The problem
Filter the rows below and keep each line that contains the string "table".
■ ■ ■ ■
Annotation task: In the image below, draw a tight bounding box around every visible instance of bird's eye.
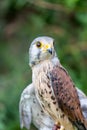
[53,41,55,46]
[36,41,41,48]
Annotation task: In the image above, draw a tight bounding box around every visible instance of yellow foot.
[52,122,65,130]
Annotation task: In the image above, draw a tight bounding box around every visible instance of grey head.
[29,36,56,67]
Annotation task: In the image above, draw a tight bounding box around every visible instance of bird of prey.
[19,84,87,130]
[29,36,87,130]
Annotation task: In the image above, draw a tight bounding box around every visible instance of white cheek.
[31,46,40,58]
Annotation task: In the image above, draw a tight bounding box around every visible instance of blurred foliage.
[0,0,87,130]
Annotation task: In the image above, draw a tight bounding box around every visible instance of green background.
[0,0,87,130]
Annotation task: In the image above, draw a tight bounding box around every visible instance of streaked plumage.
[19,84,87,130]
[29,37,87,130]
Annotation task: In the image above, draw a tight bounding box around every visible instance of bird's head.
[29,36,55,67]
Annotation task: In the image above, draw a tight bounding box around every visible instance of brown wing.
[51,66,87,130]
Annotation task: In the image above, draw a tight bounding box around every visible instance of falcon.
[19,84,87,130]
[29,36,87,130]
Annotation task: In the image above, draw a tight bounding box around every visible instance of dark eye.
[36,41,41,48]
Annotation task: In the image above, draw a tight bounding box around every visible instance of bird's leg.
[52,122,61,130]
[52,122,65,130]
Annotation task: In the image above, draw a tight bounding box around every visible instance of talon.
[52,122,61,130]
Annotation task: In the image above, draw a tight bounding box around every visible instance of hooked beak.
[47,48,52,55]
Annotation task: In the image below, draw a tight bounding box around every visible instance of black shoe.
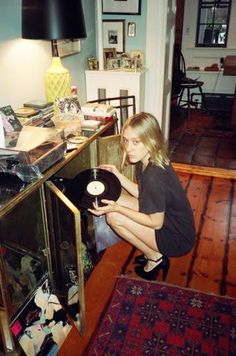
[135,256,170,281]
[134,253,147,266]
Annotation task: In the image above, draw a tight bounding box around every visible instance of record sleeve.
[68,168,121,209]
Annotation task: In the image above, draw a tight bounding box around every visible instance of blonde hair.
[121,112,170,168]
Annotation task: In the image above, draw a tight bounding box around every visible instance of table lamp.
[22,0,87,103]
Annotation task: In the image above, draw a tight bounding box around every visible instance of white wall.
[182,0,236,67]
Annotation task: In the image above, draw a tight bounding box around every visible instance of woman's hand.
[99,164,120,178]
[88,199,119,216]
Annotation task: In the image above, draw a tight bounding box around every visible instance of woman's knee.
[106,212,122,226]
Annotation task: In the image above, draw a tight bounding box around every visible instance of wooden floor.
[169,109,236,169]
[59,168,236,356]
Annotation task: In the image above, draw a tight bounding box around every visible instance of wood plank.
[226,181,236,298]
[172,162,236,179]
[58,241,132,356]
[167,174,211,287]
[190,178,230,294]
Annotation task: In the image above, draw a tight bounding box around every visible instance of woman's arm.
[99,164,138,198]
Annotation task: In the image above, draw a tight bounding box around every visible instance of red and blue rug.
[85,276,236,356]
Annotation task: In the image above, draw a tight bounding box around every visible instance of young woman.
[90,112,195,280]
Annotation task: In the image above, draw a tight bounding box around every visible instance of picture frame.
[130,49,144,69]
[88,57,99,70]
[102,0,141,15]
[57,39,81,57]
[103,48,116,69]
[127,22,136,37]
[103,20,125,53]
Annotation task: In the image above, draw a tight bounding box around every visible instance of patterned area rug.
[85,276,236,356]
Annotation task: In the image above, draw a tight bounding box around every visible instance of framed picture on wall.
[103,48,116,69]
[102,0,141,15]
[103,20,125,53]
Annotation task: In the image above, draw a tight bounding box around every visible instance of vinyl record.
[69,168,121,209]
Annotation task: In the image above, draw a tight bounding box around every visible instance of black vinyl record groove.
[69,168,121,209]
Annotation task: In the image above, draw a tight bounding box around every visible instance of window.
[196,0,231,47]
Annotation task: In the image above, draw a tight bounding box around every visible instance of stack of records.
[24,100,54,127]
[15,107,43,126]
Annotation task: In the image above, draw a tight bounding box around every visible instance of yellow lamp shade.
[45,57,71,104]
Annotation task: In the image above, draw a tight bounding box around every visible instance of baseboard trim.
[172,162,236,179]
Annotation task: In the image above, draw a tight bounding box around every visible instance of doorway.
[169,0,236,169]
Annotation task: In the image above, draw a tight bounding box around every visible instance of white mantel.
[85,70,145,112]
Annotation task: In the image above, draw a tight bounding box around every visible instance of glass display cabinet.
[0,120,116,355]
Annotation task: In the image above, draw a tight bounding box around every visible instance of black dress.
[136,163,195,257]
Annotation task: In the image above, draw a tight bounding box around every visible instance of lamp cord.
[51,40,59,57]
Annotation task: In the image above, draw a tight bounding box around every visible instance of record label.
[87,180,105,196]
[68,168,121,209]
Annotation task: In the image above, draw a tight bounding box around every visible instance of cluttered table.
[0,119,116,217]
[0,118,117,353]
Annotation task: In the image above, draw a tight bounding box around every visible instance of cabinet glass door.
[45,181,85,335]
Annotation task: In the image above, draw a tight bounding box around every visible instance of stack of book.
[81,103,116,124]
[15,107,43,126]
[24,100,54,126]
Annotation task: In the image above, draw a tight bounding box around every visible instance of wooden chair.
[172,46,207,118]
[88,95,136,132]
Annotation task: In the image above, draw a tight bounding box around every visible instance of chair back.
[172,44,186,96]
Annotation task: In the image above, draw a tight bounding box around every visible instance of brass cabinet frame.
[0,119,116,354]
[45,181,86,335]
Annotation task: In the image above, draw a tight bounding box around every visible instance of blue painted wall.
[0,0,96,109]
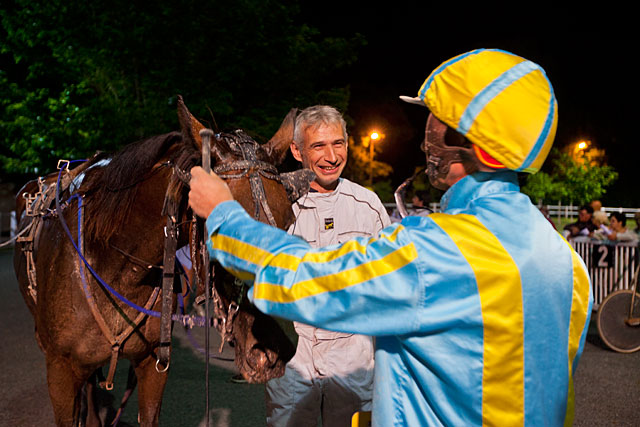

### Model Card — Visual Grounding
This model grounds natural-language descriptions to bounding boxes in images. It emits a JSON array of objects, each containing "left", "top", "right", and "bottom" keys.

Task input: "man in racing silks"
[{"left": 190, "top": 49, "right": 593, "bottom": 426}]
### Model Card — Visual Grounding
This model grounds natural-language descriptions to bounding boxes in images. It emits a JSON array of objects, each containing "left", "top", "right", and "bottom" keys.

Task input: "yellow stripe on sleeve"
[
  {"left": 430, "top": 214, "right": 524, "bottom": 426},
  {"left": 211, "top": 226, "right": 404, "bottom": 271},
  {"left": 253, "top": 243, "right": 418, "bottom": 303},
  {"left": 564, "top": 247, "right": 591, "bottom": 426}
]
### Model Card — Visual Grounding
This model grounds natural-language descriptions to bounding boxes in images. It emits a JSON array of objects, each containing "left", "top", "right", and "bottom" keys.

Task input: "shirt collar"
[{"left": 440, "top": 170, "right": 520, "bottom": 213}]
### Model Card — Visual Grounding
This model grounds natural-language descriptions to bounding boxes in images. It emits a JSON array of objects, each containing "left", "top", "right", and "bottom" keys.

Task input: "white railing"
[
  {"left": 546, "top": 205, "right": 640, "bottom": 222},
  {"left": 570, "top": 237, "right": 638, "bottom": 310}
]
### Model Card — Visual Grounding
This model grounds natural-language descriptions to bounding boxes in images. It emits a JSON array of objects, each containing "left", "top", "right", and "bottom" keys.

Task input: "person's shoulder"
[{"left": 338, "top": 178, "right": 382, "bottom": 203}]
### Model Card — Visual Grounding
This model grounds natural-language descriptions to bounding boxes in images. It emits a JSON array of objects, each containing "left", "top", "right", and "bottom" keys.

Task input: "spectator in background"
[
  {"left": 589, "top": 211, "right": 611, "bottom": 240},
  {"left": 589, "top": 200, "right": 602, "bottom": 212},
  {"left": 609, "top": 212, "right": 638, "bottom": 242},
  {"left": 562, "top": 205, "right": 596, "bottom": 239}
]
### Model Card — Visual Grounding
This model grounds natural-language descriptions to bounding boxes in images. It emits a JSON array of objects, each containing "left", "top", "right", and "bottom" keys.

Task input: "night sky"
[{"left": 304, "top": 6, "right": 640, "bottom": 207}]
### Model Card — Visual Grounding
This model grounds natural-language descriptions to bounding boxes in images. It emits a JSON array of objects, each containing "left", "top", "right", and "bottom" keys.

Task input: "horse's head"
[{"left": 178, "top": 97, "right": 313, "bottom": 382}]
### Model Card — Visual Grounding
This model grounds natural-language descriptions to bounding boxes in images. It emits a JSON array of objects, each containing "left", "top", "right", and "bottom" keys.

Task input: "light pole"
[{"left": 369, "top": 132, "right": 380, "bottom": 187}]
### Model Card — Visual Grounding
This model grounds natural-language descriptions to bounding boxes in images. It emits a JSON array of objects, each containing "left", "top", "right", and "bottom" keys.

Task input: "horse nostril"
[{"left": 251, "top": 344, "right": 278, "bottom": 368}]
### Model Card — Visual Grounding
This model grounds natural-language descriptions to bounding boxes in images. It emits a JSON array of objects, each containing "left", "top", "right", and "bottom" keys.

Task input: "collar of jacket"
[
  {"left": 440, "top": 170, "right": 520, "bottom": 214},
  {"left": 296, "top": 178, "right": 344, "bottom": 208}
]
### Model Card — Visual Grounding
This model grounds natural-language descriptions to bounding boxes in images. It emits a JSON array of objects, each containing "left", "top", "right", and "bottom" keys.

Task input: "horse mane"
[{"left": 81, "top": 132, "right": 199, "bottom": 245}]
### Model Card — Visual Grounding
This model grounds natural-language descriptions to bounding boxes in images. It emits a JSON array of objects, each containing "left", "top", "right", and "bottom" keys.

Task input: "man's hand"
[{"left": 189, "top": 166, "right": 233, "bottom": 219}]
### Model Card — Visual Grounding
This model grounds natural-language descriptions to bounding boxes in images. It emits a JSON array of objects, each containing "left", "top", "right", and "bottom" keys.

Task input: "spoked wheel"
[{"left": 598, "top": 289, "right": 640, "bottom": 353}]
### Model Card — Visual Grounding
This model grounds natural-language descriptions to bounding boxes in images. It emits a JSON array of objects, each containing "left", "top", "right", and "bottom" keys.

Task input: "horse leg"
[
  {"left": 85, "top": 368, "right": 102, "bottom": 427},
  {"left": 47, "top": 356, "right": 91, "bottom": 426},
  {"left": 135, "top": 355, "right": 168, "bottom": 426}
]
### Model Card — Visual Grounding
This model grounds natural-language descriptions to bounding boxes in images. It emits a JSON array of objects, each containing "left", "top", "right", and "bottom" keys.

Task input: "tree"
[
  {"left": 0, "top": 0, "right": 363, "bottom": 172},
  {"left": 522, "top": 148, "right": 618, "bottom": 204}
]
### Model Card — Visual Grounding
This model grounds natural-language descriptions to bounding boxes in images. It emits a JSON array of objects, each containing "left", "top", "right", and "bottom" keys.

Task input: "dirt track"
[{"left": 0, "top": 251, "right": 640, "bottom": 426}]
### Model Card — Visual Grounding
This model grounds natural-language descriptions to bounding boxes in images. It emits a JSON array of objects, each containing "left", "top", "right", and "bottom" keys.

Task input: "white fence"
[
  {"left": 546, "top": 205, "right": 640, "bottom": 219},
  {"left": 570, "top": 237, "right": 639, "bottom": 309}
]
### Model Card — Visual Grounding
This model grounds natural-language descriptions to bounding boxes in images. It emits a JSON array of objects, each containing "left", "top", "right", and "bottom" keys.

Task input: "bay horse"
[{"left": 14, "top": 97, "right": 312, "bottom": 426}]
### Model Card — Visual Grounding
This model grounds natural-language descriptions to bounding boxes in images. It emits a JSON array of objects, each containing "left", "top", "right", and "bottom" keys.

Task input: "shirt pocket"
[{"left": 338, "top": 231, "right": 371, "bottom": 244}]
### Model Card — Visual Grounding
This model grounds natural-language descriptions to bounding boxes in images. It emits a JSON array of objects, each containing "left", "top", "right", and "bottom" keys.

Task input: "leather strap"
[{"left": 156, "top": 212, "right": 178, "bottom": 371}]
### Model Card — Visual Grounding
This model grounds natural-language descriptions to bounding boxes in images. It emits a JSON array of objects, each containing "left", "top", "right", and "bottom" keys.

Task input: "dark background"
[{"left": 303, "top": 7, "right": 640, "bottom": 207}]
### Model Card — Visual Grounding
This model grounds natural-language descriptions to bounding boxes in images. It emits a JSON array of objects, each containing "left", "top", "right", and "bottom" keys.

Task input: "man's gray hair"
[{"left": 293, "top": 105, "right": 347, "bottom": 150}]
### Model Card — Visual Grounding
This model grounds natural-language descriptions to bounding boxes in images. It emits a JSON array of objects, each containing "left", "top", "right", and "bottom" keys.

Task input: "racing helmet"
[{"left": 400, "top": 49, "right": 558, "bottom": 173}]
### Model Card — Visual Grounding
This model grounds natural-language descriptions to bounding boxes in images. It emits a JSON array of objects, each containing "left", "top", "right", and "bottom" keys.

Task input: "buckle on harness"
[{"left": 56, "top": 159, "right": 71, "bottom": 172}]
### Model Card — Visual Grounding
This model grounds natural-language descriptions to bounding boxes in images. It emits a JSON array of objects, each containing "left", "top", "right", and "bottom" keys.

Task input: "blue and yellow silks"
[{"left": 207, "top": 171, "right": 592, "bottom": 426}]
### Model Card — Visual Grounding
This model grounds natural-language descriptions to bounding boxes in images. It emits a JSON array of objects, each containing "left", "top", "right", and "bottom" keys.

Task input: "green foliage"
[
  {"left": 0, "top": 0, "right": 364, "bottom": 172},
  {"left": 522, "top": 149, "right": 618, "bottom": 204}
]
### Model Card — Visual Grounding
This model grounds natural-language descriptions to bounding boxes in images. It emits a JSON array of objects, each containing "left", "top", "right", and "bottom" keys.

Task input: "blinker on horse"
[{"left": 14, "top": 97, "right": 313, "bottom": 425}]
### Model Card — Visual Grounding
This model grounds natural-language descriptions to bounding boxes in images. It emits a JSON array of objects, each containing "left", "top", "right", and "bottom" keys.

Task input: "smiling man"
[
  {"left": 189, "top": 49, "right": 593, "bottom": 427},
  {"left": 266, "top": 105, "right": 390, "bottom": 427}
]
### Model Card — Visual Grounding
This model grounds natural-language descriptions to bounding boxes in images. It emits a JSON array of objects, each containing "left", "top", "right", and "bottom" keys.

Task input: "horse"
[{"left": 14, "top": 97, "right": 312, "bottom": 426}]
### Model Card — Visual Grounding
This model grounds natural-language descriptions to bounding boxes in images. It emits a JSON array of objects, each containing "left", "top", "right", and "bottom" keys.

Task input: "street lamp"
[{"left": 369, "top": 131, "right": 381, "bottom": 187}]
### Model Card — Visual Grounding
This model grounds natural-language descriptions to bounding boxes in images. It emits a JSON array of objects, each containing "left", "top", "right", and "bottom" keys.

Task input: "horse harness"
[
  {"left": 156, "top": 131, "right": 281, "bottom": 370},
  {"left": 17, "top": 131, "right": 280, "bottom": 390}
]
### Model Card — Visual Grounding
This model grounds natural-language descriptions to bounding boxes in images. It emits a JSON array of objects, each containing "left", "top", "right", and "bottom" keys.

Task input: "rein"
[{"left": 45, "top": 136, "right": 281, "bottom": 390}]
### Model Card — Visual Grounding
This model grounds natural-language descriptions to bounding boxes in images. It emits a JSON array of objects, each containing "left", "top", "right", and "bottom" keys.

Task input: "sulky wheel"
[{"left": 598, "top": 289, "right": 640, "bottom": 353}]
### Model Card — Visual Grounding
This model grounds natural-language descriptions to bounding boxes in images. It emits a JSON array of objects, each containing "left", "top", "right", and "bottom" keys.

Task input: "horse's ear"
[
  {"left": 178, "top": 95, "right": 205, "bottom": 151},
  {"left": 264, "top": 108, "right": 298, "bottom": 165},
  {"left": 280, "top": 169, "right": 316, "bottom": 203}
]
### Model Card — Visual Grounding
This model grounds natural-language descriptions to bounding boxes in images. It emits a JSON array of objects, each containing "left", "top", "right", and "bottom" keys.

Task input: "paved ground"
[{"left": 0, "top": 251, "right": 640, "bottom": 426}]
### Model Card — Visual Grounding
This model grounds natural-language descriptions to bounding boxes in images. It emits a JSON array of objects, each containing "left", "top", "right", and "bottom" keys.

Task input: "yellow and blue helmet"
[{"left": 400, "top": 49, "right": 558, "bottom": 173}]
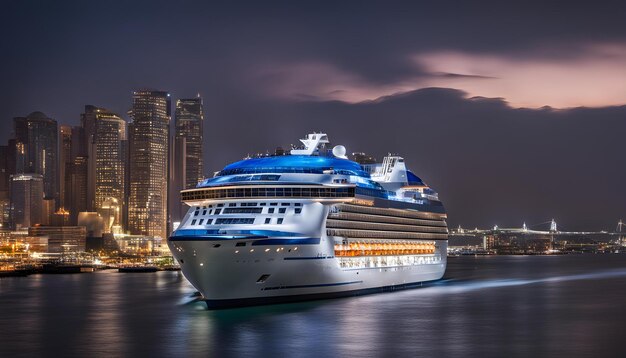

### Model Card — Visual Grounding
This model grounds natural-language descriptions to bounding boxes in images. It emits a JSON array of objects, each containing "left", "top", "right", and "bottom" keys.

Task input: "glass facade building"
[
  {"left": 14, "top": 112, "right": 59, "bottom": 204},
  {"left": 89, "top": 107, "right": 128, "bottom": 232},
  {"left": 11, "top": 174, "right": 44, "bottom": 229},
  {"left": 170, "top": 97, "right": 204, "bottom": 222},
  {"left": 128, "top": 90, "right": 171, "bottom": 238}
]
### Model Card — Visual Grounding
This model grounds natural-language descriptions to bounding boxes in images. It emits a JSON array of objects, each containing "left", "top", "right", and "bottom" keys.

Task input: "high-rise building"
[
  {"left": 59, "top": 125, "right": 72, "bottom": 210},
  {"left": 60, "top": 126, "right": 89, "bottom": 225},
  {"left": 128, "top": 90, "right": 171, "bottom": 238},
  {"left": 0, "top": 145, "right": 12, "bottom": 227},
  {"left": 11, "top": 174, "right": 44, "bottom": 229},
  {"left": 14, "top": 112, "right": 59, "bottom": 207},
  {"left": 82, "top": 106, "right": 128, "bottom": 232},
  {"left": 175, "top": 96, "right": 204, "bottom": 189},
  {"left": 170, "top": 95, "right": 204, "bottom": 221}
]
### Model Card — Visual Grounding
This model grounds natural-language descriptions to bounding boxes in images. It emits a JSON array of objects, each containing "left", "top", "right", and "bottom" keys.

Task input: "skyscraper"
■ ■ ■ ■
Final result
Annotation task: In the image above, draw a tight bounding box around every visible instance of table lamp.
Annotation task: In the image above, draw a tight bounding box around every visible instance of cluttered table.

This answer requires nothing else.